The required output is the complete data, repeated without alteration.

##### Data records #####

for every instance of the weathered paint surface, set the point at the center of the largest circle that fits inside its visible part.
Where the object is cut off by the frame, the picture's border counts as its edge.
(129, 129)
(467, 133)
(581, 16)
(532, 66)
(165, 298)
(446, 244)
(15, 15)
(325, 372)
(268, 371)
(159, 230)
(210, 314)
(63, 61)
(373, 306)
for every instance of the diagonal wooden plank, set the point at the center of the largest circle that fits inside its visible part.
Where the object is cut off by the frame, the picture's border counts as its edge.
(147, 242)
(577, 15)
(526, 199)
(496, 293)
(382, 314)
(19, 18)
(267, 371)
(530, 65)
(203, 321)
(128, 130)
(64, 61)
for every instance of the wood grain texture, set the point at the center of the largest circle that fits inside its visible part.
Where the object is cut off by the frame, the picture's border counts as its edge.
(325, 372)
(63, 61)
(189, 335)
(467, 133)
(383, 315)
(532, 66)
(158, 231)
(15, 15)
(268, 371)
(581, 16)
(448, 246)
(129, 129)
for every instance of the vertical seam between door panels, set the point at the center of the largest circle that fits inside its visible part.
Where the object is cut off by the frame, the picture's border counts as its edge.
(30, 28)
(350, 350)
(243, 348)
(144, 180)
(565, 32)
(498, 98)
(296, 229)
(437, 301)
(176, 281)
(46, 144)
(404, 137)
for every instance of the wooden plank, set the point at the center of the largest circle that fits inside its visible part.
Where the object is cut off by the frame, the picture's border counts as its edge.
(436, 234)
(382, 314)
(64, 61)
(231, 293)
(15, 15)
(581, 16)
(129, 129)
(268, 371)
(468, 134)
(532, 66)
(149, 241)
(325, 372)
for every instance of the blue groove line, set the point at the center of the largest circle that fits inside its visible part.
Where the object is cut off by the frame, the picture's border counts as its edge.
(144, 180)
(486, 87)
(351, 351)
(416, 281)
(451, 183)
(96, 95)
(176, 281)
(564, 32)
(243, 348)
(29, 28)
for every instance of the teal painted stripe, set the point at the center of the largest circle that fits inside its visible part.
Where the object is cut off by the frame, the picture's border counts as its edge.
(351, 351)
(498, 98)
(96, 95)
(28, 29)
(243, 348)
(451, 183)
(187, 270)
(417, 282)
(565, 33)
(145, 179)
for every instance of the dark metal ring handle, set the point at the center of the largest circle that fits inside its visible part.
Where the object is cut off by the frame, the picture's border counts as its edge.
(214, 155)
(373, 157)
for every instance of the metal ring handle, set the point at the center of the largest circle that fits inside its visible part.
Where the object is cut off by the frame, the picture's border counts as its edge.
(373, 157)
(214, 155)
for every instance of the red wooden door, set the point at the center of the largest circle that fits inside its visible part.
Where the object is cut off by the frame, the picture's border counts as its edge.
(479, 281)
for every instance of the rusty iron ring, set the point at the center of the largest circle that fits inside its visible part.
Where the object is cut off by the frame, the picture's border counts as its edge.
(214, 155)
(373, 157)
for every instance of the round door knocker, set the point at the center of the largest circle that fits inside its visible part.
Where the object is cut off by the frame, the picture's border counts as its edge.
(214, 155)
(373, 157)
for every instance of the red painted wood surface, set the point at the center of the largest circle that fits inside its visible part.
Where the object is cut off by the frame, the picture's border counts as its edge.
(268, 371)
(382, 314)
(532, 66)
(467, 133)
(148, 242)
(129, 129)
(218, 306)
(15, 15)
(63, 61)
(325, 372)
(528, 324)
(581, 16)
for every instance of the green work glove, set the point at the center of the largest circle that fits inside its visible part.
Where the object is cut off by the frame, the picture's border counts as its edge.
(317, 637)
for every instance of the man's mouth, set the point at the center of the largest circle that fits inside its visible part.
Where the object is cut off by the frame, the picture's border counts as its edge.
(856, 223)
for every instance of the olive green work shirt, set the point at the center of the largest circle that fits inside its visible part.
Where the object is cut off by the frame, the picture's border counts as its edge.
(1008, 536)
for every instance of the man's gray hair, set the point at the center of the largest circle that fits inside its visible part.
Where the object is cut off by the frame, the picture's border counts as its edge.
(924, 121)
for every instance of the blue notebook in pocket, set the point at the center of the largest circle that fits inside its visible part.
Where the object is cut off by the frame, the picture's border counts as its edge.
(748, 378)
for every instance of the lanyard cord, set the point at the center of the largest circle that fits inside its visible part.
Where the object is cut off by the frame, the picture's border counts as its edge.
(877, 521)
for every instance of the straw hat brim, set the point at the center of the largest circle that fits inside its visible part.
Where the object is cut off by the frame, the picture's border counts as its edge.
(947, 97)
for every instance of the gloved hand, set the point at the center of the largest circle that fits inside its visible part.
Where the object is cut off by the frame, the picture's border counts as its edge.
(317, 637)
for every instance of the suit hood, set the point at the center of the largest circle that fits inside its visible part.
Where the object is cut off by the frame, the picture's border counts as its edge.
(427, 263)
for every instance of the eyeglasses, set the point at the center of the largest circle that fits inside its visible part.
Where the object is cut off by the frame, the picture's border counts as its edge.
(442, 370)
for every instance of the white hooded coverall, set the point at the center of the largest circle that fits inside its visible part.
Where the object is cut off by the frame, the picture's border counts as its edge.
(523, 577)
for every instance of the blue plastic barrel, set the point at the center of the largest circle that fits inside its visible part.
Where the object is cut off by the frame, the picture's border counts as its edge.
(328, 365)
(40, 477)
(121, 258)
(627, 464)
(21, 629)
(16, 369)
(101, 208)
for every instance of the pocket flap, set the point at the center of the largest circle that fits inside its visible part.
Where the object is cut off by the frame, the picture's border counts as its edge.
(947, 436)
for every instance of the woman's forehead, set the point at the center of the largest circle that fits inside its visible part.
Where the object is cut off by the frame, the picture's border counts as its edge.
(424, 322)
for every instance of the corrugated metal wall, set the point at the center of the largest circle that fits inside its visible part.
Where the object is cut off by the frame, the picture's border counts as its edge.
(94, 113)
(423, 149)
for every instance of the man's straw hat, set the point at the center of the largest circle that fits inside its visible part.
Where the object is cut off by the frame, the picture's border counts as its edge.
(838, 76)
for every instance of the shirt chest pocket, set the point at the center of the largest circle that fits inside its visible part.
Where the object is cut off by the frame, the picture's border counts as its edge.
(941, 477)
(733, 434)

#####

Task response:
for every instance of the weathered paint surface, set the point at the center of the largest circle that fits inside its visible part.
Where the object is cut off by the frame, the picture's border counts as its edge.
(129, 129)
(467, 133)
(581, 16)
(532, 66)
(165, 298)
(446, 244)
(15, 15)
(325, 372)
(268, 371)
(159, 230)
(210, 314)
(63, 61)
(373, 306)
for every instance of the diagonal wooden plank, set the point at the center of the largest circle that fits inside its visible part.
Where the object is cut off by the frame, the picture's border counts as its edge.
(147, 242)
(577, 15)
(526, 199)
(496, 293)
(382, 314)
(19, 18)
(267, 371)
(530, 65)
(203, 321)
(128, 130)
(64, 61)
for every instance of the wood grain texture, set the point at the center of the largest circle that fits inside its visible part.
Where the object is cut off by the frame, the picture's border counts as its edge.
(325, 372)
(63, 61)
(189, 335)
(467, 133)
(383, 315)
(532, 66)
(158, 231)
(15, 15)
(268, 371)
(581, 16)
(448, 246)
(129, 129)
for every instance of the vertical seam between door panels, set the point at the center of the largest circle that fits inside its visible part.
Where the object is cut off by the frame, the picture's border counts as its edge.
(30, 28)
(350, 350)
(243, 348)
(144, 180)
(565, 32)
(498, 98)
(296, 229)
(437, 301)
(176, 281)
(46, 144)
(404, 137)
for every instance of the wooden plank, set the point at the center of the largest circle that fits inside its visible part.
Where the object is cut off by the frame, the picture's border counts as its edge.
(436, 234)
(382, 314)
(64, 61)
(231, 293)
(15, 15)
(581, 16)
(129, 129)
(268, 371)
(468, 134)
(532, 66)
(149, 241)
(325, 372)
for every instance of the blue groove line, set the point at the center of the largest circle that fits inside its visible part.
Where the object is cut off by the frame, the picture's border counts as its edge.
(144, 180)
(486, 87)
(351, 351)
(416, 281)
(451, 183)
(96, 95)
(176, 281)
(564, 32)
(243, 348)
(29, 28)
for every instance of the teal painted stripe, set the point at the center of the largest circle that fits inside its visible part.
Where the object is cut off by the frame, the picture's border counts as its edge.
(351, 351)
(498, 98)
(96, 95)
(28, 29)
(243, 348)
(451, 183)
(187, 270)
(417, 282)
(565, 33)
(145, 179)
for every instance of the dark metal ring handle, set the point at the center of the largest circle that fits inside its visible part.
Where the object is cut off by the frame, the picture's border counts as its edge.
(214, 155)
(373, 157)
for every instance of the metal ring handle, set the point at the center of the largest circle that fits inside its visible part.
Where the object is cut off by the frame, the picture's border counts as its edge.
(373, 157)
(214, 155)
for every instance of the red wooden door, set the point at the center of the largest circle that fits inside its visible part.
Where the object is cut off by the frame, the picture's border counts as its edge.
(479, 281)
for every instance of the rusty iron ring, set the point at the center of the largest circle that fits inside its visible part.
Where the object is cut off by the frame, the picture's border counts as its edge.
(214, 155)
(373, 157)
for every instance of the round door knocker, set the point at the center of the largest circle that fits inside its visible part.
Where the object is cut off by the frame, the picture's border counts as its edge.
(214, 155)
(373, 157)
for every instance of the red painted wood surface, set the point at the center of the largest circle that fits inside its visible part.
Where the object is cut off by the frame, the picture's border counts as its edge.
(268, 371)
(382, 314)
(532, 66)
(467, 133)
(148, 242)
(129, 129)
(218, 306)
(15, 15)
(63, 61)
(325, 372)
(528, 324)
(581, 16)
for every instance of the green work glove, set the point at the center of the largest circle that fits inside its visible part.
Where the object is cut off by the frame, the picture's border counts as its edge.
(317, 637)
for every instance of the man's mouth, set the point at the center of the largest circle that fits inside its visible part.
Where the object is cut off by the frame, the picture's border counts as its edge.
(856, 223)
for every instance of the olive green work shirt, set the point at the center of the largest circle that fits inside its visible part.
Where the object is cut off by the frame, the picture's border counts as its edge.
(1008, 536)
for every instance of the man's gray hair, set the point at the center of the largest circle that fits inside its visible part.
Where the object is cut off by the frame, the picture's border counts as its edge.
(924, 121)
for every instance of the blue notebook in pocket, set the point at the center of the largest circle that fits inside its visible part.
Where the object is cut off by the frame, the picture's border counts as its edge.
(748, 378)
for every instance of the lanyard cord, set the point at the center of the largest circle that fits inside its visible part.
Where the object is cut off by the frame, the picture's border counts as its edge.
(877, 521)
for every instance of the straw hat brim, set the point at the center of the largest circle that fits inside its visible part.
Where the object is cut off by the frame, the picture's border counts as its edge.
(947, 97)
for every instance of the gloved hand, set the point at the center of the largest circle that fits inside its visible part.
Where the object is cut off by the frame, the picture's border counts as its edge.
(317, 637)
for every instance of the suit hood, set the point at the center of the largest circle that fits inside its visible part.
Where the object is cut off by the frame, the picture's border counts as its edge.
(427, 263)
for every instance of the eyeglasses, set the point at the center of the largest circle that fits inside its visible part.
Where the object is cut off by the frame, the picture's border counts as its edge.
(442, 370)
for every instance of the white hooded coverall, set the point at the center of the largest circle that fits inside its visible part.
Where the object is cut off by the frame, the picture's border counts as its edge.
(523, 577)
for every instance of the blue plastic barrel, set the point at the center of the largest circle that fits inside its visible part.
Where the object is cut off by the frame, the picture's border counts as its edge.
(328, 365)
(40, 477)
(121, 258)
(627, 464)
(21, 629)
(16, 369)
(101, 208)
for every instance of the pocket flap, set the point at the center of the largest circle that fits inside its visible part.
Where the object is cut off by the frame, the picture's border counts as its edge.
(947, 436)
for every instance of the woman's forehead, set the point at the center of the largest circle that fits inside its visible part.
Where the object is cut off by the frame, the picture's border counts as its edge.
(424, 322)
for every instance of the corrugated metal wall, set the point at the center of the largest circle that fits inside its visible part.
Where the object is cut off by the frame, the picture's border counts as its edge.
(94, 113)
(423, 149)
for every instance of the man's straw hat, set the point at the center of the largest circle that fits inside its visible part.
Where the object is cut off by the frame, the picture's border counts as its edge.
(838, 76)
for every instance of the shirt chest pocket, set the point at the center of the largest circle that fits inside its visible part.
Where the object is cut off by the frame, the picture's border counts as its edge.
(941, 477)
(733, 434)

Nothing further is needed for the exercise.